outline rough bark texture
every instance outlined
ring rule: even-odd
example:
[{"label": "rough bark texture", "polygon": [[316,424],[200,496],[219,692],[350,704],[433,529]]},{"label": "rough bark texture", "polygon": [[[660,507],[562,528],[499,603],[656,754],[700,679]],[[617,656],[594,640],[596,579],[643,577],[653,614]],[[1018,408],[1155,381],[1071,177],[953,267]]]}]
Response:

■ ■ ■

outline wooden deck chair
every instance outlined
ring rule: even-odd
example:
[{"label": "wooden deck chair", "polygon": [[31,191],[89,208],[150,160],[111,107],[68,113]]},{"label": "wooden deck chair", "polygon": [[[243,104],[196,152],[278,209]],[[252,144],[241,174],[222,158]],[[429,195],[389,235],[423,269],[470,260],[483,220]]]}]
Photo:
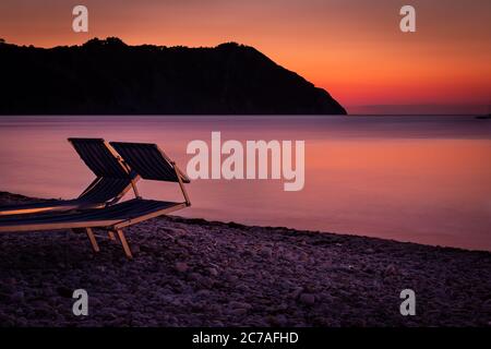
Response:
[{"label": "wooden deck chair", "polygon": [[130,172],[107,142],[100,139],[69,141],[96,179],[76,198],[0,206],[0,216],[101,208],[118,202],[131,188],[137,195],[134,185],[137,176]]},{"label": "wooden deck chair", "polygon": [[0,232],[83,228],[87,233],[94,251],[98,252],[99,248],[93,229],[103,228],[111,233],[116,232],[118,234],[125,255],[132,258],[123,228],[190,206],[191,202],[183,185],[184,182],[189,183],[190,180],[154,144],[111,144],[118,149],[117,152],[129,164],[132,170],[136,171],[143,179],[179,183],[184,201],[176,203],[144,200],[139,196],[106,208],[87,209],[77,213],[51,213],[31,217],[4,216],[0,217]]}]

■ ■ ■

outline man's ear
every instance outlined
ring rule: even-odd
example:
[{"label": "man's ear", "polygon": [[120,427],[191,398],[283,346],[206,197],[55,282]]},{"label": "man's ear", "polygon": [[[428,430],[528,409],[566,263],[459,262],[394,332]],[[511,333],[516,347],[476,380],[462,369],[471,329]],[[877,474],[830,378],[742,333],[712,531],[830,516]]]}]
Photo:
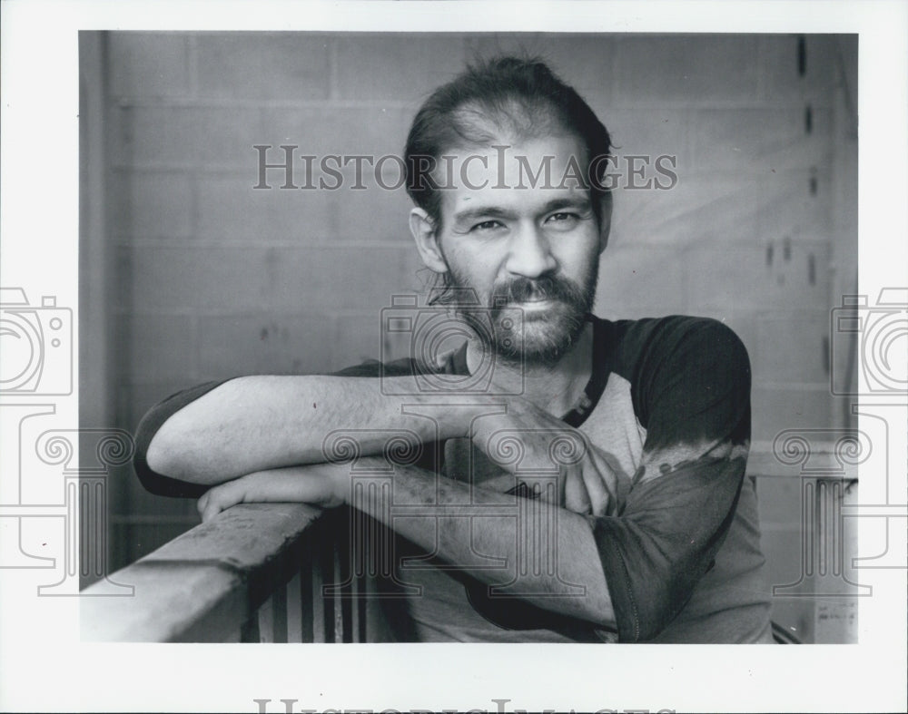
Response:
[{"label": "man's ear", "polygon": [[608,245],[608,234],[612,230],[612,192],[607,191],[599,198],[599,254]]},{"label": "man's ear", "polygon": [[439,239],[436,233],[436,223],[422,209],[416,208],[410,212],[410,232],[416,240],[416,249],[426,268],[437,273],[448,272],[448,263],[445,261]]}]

■ ■ ■

__Exercise aim__
Extract each line above that contains the string "rough", reproducing it in full.

__Written answer__
outline rough bark texture
[{"label": "rough bark texture", "polygon": [[316,424],[200,496],[219,692],[350,704],[433,529]]},{"label": "rough bark texture", "polygon": [[[660,507],[562,528],[499,603],[656,754],[700,679]],[[617,656],[594,640],[596,579],[643,577],[653,614]],[[1018,408],[1155,381],[1071,177],[953,267]]]}]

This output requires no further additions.